### PASSAGE PROVIDED:
Keeping up with content creators used to mean watching Charli D’Amelio’s dance moves and Alix Earle’s Get Ready With Me videos. But lately, it feels like there’s a darker side to the world of influencing. In March, TikToker Joshua Blackledge died by suicide at 16. In June, SaveAFox Rescue YouTuber Mikayla Raines took her life at 29. The list, unfortunately, goes on and on. So what is happening?
One possible answer is the evolution of the term “influencer.” It used to be synonymous with people like Emma Chamberlain and Addison Rae, who had millions of followers and reach that had grown beyond the platforms where they started. Today, there are more quote-unquote influencers than ever. “When the category is that broad, tragic events get grouped together in a way that makes it seem like a trend,” psychotherapist and Therapy Nation author Jonathan Alpert exclusively shares in the latest issue of Us Weekly. “Influencers live so much of their lives online that their struggles and deaths stand out in a way that doesn’t happen with private individuals.”

### TO DO:
**a.** In the passage on influencer deaths, what book did the psychotherapist Jonathan Alpert write?
**b.** Retype the part of the passage on influencer deaths that opens with the words containing "Keeping up with" and closes with "what is happening?".

### GIVEN RECORDS:
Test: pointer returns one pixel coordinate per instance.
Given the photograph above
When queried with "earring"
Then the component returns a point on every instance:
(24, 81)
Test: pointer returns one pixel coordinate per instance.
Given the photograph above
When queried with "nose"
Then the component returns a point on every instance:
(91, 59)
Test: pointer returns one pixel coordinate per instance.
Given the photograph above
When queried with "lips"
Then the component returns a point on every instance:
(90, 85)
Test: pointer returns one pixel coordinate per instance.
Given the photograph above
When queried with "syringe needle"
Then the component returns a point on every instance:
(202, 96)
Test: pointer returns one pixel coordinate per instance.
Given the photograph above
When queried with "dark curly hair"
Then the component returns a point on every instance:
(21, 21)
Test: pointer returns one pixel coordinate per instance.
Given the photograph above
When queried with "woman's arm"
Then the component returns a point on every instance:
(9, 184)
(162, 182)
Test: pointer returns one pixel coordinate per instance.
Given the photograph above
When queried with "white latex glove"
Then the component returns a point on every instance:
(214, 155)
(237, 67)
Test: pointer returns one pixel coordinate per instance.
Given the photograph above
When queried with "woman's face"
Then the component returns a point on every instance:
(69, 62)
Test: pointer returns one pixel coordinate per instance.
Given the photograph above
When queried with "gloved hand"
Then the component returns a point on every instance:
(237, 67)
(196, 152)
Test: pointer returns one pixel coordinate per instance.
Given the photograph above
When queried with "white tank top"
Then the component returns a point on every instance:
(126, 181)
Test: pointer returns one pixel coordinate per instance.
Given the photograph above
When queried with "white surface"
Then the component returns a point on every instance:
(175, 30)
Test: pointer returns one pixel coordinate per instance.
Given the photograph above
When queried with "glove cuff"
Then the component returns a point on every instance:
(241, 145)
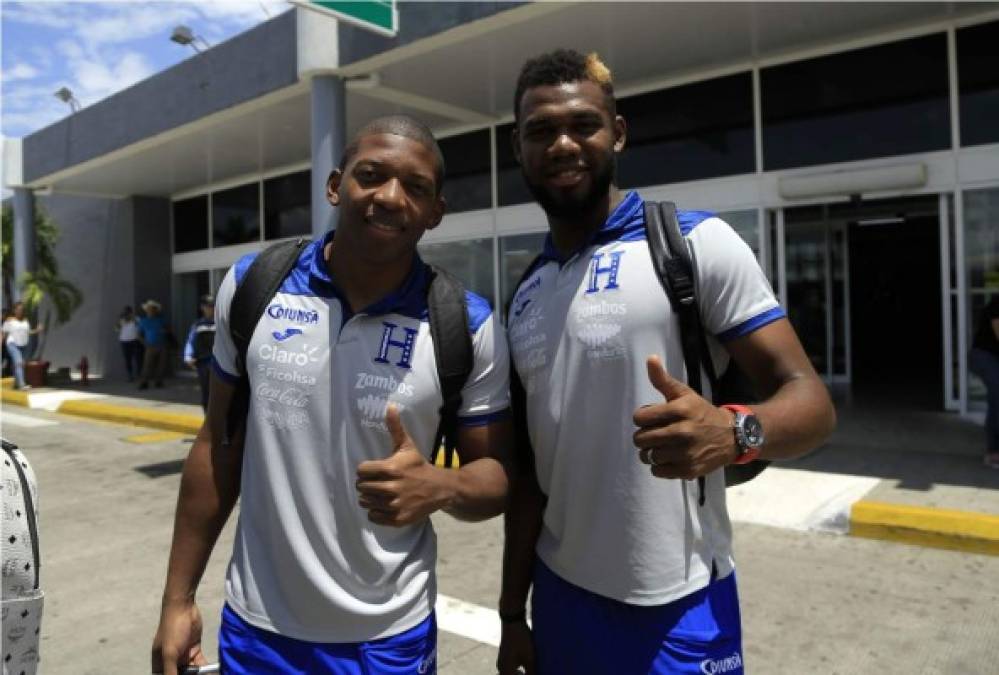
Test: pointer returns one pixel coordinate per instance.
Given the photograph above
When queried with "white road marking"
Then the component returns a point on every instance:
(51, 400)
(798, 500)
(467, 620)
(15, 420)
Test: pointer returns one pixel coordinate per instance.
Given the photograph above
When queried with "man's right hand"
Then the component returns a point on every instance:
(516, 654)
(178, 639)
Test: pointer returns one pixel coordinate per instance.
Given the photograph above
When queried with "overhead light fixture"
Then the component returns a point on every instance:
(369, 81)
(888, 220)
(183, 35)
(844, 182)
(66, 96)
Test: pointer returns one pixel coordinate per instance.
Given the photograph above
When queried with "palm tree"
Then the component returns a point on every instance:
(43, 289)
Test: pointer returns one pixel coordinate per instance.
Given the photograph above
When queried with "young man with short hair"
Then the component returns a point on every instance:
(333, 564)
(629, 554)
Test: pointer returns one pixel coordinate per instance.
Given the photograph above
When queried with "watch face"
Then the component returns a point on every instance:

...

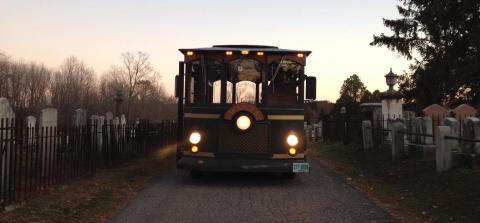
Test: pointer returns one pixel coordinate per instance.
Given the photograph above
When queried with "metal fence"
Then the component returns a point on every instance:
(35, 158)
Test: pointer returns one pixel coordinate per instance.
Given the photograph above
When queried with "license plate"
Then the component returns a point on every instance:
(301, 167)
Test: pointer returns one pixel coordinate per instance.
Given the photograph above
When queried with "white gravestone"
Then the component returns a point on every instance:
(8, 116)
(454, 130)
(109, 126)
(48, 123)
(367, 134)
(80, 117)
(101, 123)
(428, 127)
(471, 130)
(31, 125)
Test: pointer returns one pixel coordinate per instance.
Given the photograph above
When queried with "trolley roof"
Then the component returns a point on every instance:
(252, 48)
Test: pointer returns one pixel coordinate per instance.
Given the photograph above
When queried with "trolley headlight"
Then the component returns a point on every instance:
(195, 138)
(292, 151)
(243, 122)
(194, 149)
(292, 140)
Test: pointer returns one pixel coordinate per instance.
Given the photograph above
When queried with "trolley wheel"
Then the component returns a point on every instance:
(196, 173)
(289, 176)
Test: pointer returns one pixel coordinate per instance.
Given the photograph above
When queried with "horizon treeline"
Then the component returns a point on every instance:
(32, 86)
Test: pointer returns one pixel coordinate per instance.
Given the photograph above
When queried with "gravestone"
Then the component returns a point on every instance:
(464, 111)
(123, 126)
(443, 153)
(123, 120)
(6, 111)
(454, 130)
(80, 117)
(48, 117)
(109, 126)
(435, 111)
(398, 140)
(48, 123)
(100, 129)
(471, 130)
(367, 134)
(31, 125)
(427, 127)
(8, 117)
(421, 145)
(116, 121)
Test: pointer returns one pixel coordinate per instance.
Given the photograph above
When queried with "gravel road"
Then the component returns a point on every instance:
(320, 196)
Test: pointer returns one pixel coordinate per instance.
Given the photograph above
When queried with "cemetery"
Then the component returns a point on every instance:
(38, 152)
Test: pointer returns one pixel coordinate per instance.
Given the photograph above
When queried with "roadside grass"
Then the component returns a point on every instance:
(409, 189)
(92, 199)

--

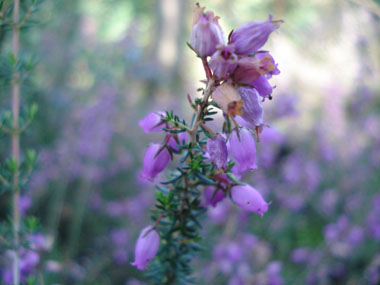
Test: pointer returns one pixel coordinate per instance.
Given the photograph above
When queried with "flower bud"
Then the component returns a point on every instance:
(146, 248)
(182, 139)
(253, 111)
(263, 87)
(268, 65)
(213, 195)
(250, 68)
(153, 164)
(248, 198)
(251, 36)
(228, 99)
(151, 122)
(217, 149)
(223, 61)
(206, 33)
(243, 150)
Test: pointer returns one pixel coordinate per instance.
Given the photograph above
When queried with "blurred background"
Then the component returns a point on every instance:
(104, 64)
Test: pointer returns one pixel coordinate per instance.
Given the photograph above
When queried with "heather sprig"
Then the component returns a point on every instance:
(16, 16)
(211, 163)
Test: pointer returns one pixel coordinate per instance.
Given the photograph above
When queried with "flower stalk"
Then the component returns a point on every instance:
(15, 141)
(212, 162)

### SOLUTIONS TO THE EXERCISE:
**a.** Therapy Nation

**b.**
Keeping up with content creators used to mean watching Charli D’Amelio’s dance moves and Alix Earle’s Get Ready With Me videos. But lately, it feels like there’s a darker side to the world of influencing. In March, TikToker Joshua Blackledge died by suicide at 16. In June, SaveAFox Rescue YouTuber Mikayla Raines took her life at 29. The list, unfortunately, goes on and on. So what is happening?